▶

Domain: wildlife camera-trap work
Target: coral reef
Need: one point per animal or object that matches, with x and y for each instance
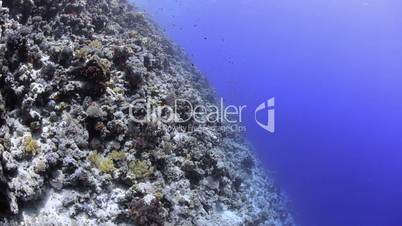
(71, 155)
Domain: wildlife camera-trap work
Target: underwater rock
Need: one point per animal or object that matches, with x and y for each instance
(69, 149)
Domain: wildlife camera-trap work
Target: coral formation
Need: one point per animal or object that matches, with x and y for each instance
(71, 154)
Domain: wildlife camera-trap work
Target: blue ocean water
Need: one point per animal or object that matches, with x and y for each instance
(335, 70)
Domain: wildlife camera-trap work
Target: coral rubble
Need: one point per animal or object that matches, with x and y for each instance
(71, 155)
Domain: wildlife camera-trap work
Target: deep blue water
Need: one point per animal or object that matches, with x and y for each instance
(335, 69)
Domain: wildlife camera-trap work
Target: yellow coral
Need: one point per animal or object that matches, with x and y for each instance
(105, 165)
(30, 145)
(96, 44)
(141, 169)
(117, 155)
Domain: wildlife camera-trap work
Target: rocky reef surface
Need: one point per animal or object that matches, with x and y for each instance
(71, 155)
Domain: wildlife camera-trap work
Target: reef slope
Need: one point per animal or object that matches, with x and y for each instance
(71, 155)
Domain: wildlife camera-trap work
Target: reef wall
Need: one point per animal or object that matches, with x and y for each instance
(71, 154)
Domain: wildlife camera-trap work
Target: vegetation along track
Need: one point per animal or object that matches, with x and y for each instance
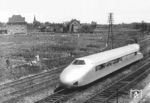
(29, 85)
(122, 86)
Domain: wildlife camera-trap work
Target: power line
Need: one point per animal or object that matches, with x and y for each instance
(110, 30)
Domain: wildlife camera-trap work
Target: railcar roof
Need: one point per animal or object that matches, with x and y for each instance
(111, 54)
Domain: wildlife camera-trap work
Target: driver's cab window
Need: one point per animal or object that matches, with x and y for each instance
(78, 62)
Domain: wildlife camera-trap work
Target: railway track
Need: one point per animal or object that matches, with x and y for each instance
(61, 96)
(110, 93)
(29, 85)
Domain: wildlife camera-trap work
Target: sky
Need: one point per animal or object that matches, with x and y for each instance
(58, 11)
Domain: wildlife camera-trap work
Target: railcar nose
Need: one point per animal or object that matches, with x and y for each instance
(68, 82)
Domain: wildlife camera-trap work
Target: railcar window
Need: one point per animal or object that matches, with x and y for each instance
(99, 67)
(79, 62)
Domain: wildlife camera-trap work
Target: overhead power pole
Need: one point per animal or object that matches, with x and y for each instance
(110, 30)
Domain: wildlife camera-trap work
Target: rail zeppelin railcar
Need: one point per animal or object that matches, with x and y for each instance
(88, 69)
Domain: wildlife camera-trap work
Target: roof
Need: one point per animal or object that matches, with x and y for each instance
(111, 54)
(16, 19)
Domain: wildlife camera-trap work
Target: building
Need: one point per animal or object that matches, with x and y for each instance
(74, 26)
(16, 25)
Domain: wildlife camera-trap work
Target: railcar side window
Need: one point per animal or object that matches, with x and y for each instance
(78, 62)
(99, 67)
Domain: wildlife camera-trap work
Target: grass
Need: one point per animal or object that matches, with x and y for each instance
(24, 48)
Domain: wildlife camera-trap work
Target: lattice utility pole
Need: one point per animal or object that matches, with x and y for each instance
(110, 30)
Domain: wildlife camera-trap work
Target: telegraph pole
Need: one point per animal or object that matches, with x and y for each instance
(110, 30)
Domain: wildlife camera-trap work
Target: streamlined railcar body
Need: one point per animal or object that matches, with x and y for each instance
(85, 70)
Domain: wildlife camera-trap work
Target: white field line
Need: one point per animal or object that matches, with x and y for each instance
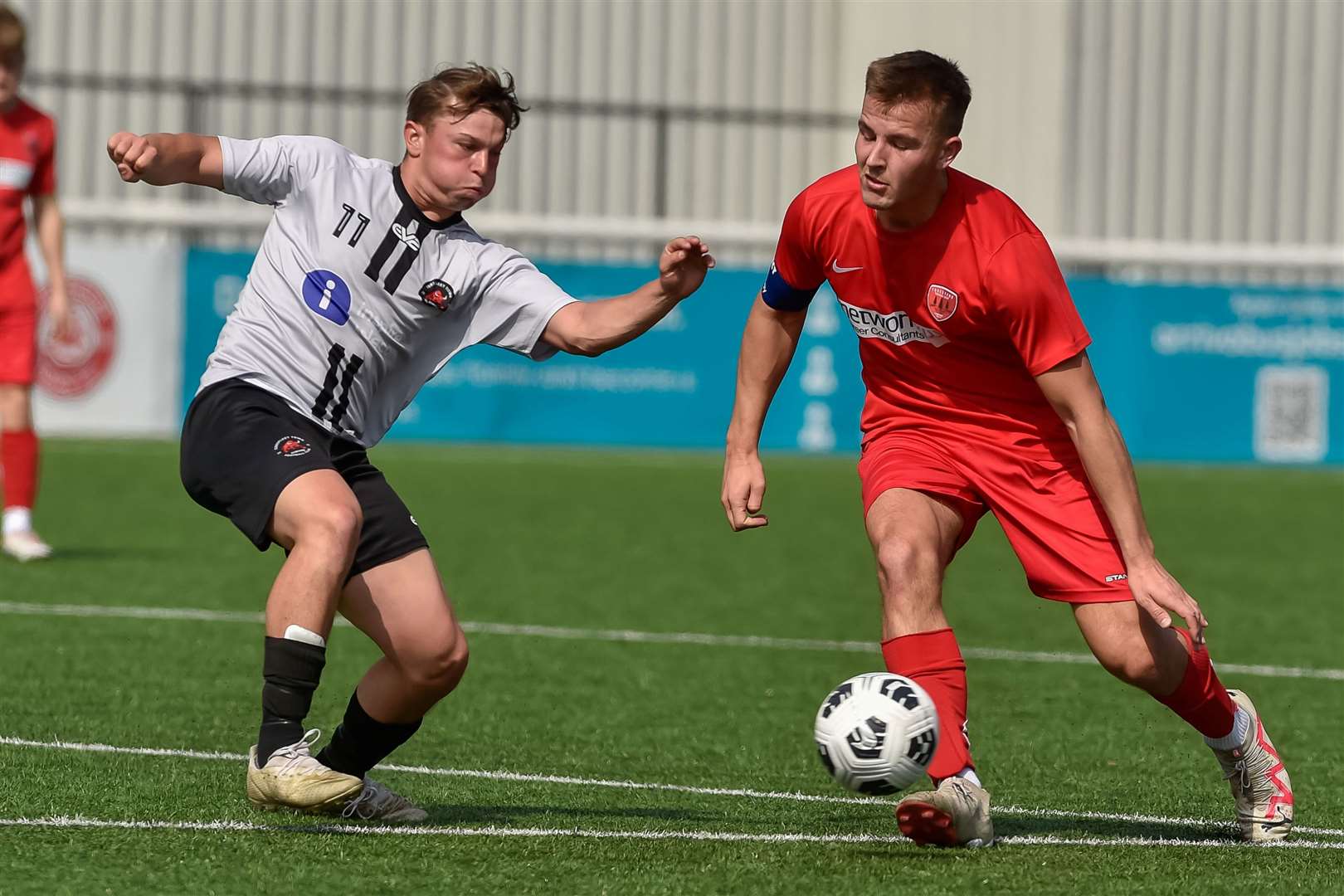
(639, 785)
(721, 835)
(639, 637)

◀

▸ **Activity**
Wherever a line above contains "reef", copy that line.

▸ **Result of the exercise**
Target: coral reef
Target: rocky reef surface
Target: reef slope
Target: reef wall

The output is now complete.